• The records:
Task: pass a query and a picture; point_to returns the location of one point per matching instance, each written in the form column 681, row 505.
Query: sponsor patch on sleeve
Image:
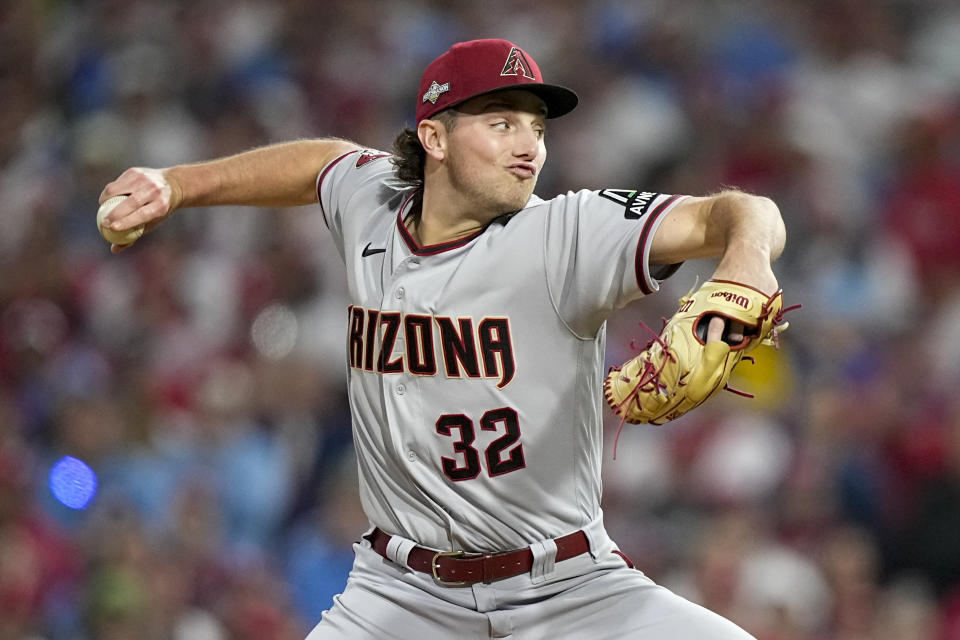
column 369, row 155
column 635, row 203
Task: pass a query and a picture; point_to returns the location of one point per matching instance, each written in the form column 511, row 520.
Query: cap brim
column 559, row 100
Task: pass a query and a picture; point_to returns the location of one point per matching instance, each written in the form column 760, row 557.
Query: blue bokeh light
column 72, row 482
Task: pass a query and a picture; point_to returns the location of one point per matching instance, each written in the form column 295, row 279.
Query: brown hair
column 408, row 155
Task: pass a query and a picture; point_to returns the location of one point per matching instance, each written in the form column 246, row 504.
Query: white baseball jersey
column 475, row 367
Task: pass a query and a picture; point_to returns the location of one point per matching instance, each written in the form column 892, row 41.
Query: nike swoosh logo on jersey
column 367, row 251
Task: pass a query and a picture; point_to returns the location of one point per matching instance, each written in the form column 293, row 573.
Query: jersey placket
column 399, row 389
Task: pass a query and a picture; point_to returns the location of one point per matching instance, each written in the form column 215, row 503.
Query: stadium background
column 200, row 375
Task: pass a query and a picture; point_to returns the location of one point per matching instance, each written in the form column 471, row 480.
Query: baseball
column 115, row 237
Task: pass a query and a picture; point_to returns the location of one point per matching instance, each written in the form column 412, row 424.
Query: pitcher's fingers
column 715, row 329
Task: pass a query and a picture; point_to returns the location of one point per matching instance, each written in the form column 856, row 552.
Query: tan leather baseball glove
column 679, row 370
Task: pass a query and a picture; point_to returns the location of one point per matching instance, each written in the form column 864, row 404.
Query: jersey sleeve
column 597, row 251
column 356, row 175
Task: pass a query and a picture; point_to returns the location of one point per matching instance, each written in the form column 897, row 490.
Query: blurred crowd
column 200, row 374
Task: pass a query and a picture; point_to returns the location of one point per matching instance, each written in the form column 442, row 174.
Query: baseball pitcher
column 475, row 349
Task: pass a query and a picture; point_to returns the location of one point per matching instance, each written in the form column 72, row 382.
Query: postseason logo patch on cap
column 433, row 93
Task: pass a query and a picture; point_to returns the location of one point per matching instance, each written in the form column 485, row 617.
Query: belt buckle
column 435, row 565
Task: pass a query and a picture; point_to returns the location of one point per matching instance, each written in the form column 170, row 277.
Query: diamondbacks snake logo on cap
column 517, row 65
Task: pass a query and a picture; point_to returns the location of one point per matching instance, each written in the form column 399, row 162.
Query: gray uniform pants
column 577, row 598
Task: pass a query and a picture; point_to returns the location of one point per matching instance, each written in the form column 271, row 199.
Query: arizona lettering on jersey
column 461, row 444
column 450, row 346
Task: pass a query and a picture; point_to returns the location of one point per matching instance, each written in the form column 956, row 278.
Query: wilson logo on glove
column 677, row 370
column 729, row 296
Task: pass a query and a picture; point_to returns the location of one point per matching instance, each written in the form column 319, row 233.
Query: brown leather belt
column 458, row 568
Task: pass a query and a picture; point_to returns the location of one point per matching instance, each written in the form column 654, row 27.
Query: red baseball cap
column 476, row 67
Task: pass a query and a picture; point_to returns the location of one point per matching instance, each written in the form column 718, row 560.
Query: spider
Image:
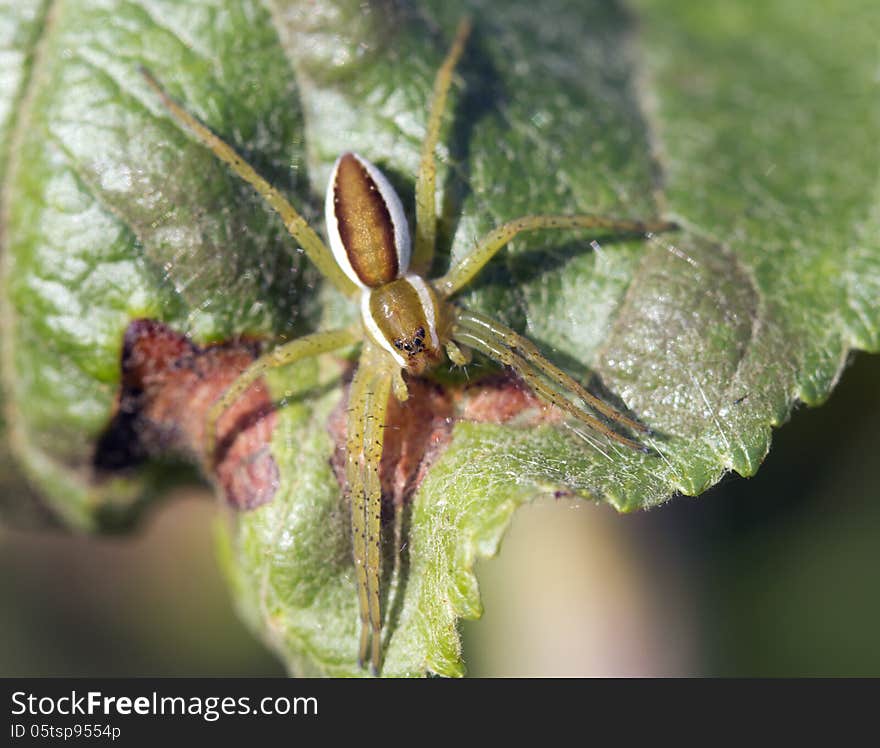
column 408, row 323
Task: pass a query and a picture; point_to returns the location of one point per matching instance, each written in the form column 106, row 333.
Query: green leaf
column 753, row 126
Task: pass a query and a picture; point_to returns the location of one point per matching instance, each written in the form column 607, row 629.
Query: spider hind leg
column 367, row 414
column 545, row 379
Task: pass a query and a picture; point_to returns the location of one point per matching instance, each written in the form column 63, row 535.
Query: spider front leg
column 289, row 353
column 295, row 224
column 367, row 414
column 426, row 198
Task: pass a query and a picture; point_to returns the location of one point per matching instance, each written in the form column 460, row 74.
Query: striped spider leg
column 408, row 324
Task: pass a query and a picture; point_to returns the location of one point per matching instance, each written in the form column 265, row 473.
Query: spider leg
column 516, row 342
column 295, row 350
column 493, row 346
column 467, row 267
column 426, row 207
column 295, row 224
column 367, row 411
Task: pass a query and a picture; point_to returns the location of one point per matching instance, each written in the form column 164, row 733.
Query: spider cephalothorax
column 407, row 322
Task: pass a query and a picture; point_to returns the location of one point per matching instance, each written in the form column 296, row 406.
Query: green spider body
column 407, row 322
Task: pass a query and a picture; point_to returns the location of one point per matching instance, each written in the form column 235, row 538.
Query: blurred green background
column 777, row 576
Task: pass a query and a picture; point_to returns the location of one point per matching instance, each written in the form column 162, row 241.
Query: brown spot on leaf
column 418, row 430
column 168, row 385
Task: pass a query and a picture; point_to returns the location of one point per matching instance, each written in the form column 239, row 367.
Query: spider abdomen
column 406, row 319
column 366, row 225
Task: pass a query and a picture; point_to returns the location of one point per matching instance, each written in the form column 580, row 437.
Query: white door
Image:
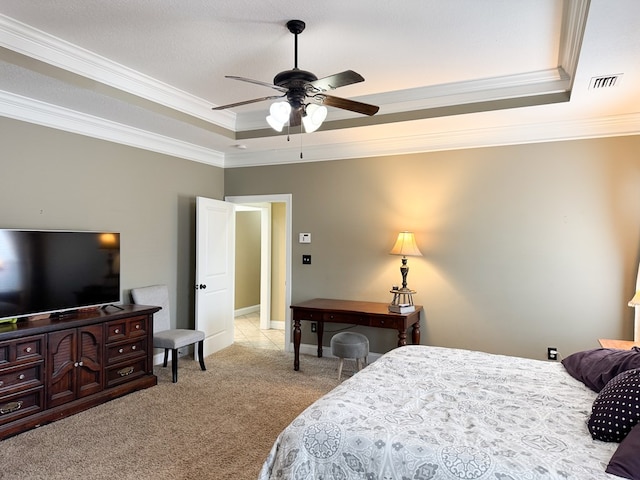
column 215, row 263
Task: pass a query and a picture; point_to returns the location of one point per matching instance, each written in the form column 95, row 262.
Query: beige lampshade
column 406, row 245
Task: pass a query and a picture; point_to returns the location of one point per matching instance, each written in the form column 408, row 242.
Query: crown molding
column 572, row 129
column 41, row 113
column 46, row 48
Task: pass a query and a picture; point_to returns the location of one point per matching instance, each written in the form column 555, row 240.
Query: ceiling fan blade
column 295, row 117
column 332, row 82
column 257, row 82
column 246, row 102
column 351, row 105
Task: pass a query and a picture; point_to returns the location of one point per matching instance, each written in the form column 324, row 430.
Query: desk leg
column 415, row 334
column 320, row 334
column 296, row 344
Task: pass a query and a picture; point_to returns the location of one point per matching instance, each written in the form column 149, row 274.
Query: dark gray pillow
column 616, row 409
column 595, row 368
column 626, row 461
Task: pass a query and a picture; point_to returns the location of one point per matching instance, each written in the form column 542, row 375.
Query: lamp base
column 402, row 300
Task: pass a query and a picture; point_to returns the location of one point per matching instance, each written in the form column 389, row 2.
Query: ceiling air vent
column 607, row 81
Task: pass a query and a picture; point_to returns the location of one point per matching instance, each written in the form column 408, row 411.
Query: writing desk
column 368, row 314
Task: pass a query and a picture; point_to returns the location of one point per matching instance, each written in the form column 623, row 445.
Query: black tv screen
column 47, row 271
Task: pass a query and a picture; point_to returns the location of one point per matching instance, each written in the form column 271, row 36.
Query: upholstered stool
column 350, row 345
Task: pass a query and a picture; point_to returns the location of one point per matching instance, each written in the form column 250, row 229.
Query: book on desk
column 402, row 308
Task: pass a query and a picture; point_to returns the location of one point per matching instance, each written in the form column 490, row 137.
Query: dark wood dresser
column 53, row 368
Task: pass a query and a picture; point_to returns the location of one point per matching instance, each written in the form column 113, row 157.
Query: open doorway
column 263, row 269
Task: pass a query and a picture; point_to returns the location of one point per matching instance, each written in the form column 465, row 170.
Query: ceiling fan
column 305, row 93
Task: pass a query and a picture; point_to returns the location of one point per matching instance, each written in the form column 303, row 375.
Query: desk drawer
column 386, row 322
column 346, row 318
column 301, row 314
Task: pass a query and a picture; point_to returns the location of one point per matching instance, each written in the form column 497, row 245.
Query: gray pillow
column 595, row 368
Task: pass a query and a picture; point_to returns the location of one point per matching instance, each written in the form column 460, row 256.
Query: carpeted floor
column 218, row 424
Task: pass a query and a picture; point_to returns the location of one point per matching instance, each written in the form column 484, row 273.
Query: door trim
column 285, row 198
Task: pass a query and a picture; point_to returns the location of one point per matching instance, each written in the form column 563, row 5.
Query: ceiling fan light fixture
column 314, row 116
column 279, row 115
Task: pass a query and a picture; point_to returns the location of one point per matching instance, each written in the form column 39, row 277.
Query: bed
column 422, row 412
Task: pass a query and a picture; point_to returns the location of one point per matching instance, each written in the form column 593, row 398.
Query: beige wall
column 247, row 281
column 56, row 180
column 524, row 246
column 278, row 261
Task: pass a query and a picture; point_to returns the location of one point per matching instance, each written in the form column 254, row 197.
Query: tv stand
column 51, row 368
column 104, row 307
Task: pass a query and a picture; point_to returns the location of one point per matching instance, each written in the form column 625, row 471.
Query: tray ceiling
column 446, row 75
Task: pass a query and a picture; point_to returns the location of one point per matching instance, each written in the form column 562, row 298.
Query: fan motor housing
column 293, row 78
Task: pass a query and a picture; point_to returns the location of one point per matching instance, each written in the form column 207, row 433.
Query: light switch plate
column 304, row 238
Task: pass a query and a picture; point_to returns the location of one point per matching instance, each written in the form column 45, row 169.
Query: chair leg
column 174, row 364
column 201, row 354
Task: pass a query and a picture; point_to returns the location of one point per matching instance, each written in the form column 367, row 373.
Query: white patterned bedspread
column 423, row 413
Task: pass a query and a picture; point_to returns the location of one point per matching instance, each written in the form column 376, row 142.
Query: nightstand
column 619, row 344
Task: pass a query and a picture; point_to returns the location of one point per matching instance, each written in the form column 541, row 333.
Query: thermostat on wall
column 305, row 238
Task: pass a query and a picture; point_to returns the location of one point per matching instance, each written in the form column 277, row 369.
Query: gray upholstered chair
column 163, row 335
column 350, row 345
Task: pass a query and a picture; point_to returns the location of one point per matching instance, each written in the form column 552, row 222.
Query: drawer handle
column 10, row 407
column 125, row 371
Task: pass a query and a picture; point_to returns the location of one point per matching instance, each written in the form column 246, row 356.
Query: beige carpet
column 218, row 424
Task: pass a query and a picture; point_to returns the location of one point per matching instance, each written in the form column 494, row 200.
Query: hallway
column 248, row 333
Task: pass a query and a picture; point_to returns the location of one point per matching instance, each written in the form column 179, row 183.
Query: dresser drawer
column 119, row 330
column 13, row 407
column 125, row 372
column 21, row 378
column 22, row 350
column 122, row 351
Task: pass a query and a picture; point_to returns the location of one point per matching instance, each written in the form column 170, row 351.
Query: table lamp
column 635, row 302
column 406, row 246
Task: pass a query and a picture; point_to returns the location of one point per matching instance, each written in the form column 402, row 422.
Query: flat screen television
column 53, row 271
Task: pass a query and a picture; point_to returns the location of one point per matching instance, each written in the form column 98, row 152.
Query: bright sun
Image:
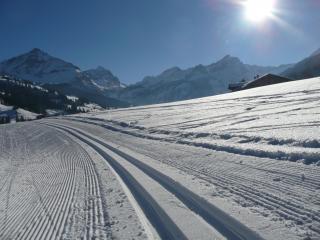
column 259, row 10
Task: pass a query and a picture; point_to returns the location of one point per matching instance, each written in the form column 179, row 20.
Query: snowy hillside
column 279, row 121
column 176, row 84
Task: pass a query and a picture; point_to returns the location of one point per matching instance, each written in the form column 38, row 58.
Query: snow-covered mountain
column 176, row 84
column 57, row 74
column 39, row 66
column 103, row 78
column 307, row 68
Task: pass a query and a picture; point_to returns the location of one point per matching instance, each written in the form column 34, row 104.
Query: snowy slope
column 176, row 84
column 103, row 78
column 209, row 168
column 279, row 121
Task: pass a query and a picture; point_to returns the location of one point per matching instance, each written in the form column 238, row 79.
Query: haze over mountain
column 177, row 84
column 101, row 86
column 103, row 78
column 307, row 68
column 57, row 74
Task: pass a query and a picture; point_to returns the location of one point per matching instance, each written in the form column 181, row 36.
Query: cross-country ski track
column 234, row 166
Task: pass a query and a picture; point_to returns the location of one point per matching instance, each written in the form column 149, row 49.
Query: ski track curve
column 44, row 188
column 222, row 222
column 299, row 208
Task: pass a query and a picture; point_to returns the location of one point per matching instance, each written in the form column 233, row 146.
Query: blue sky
column 135, row 38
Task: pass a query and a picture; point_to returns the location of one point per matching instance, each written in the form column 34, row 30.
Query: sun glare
column 259, row 10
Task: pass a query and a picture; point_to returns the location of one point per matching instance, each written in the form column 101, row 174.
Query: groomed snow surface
column 235, row 166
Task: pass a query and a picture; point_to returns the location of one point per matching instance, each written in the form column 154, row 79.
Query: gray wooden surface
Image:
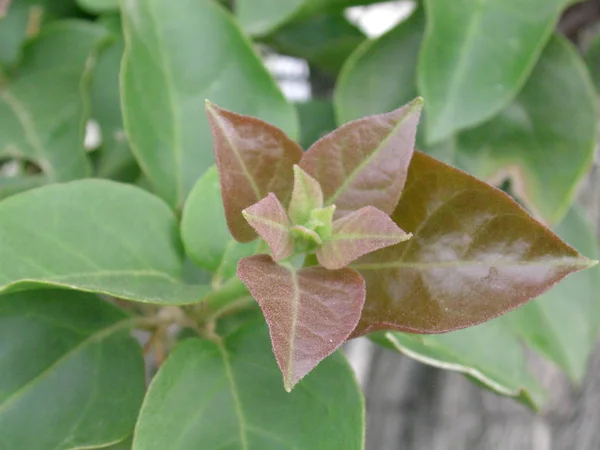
column 411, row 406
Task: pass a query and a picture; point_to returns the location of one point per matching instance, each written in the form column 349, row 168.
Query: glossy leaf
column 204, row 230
column 306, row 196
column 254, row 159
column 368, row 84
column 365, row 162
column 42, row 111
column 97, row 236
column 224, row 395
column 476, row 56
column 269, row 219
column 357, row 234
column 474, row 254
column 562, row 324
column 316, row 120
column 165, row 83
column 73, row 377
column 13, row 30
column 551, row 124
column 324, row 40
column 467, row 351
column 310, row 311
column 114, row 159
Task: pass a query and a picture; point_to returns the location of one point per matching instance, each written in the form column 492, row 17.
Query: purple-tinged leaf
column 270, row 221
column 253, row 158
column 365, row 162
column 357, row 234
column 310, row 311
column 306, row 196
column 474, row 255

• What is expected:
Please retype the lines from the one containing "250, row 229." through the one containing "column 402, row 308", both included, with no changes and nothing else.

• Reply:
Task: pass a query and a picture; point_to returns the location of one point per matching instance, each written in the form column 250, row 229.
Query: book on desk
column 402, row 308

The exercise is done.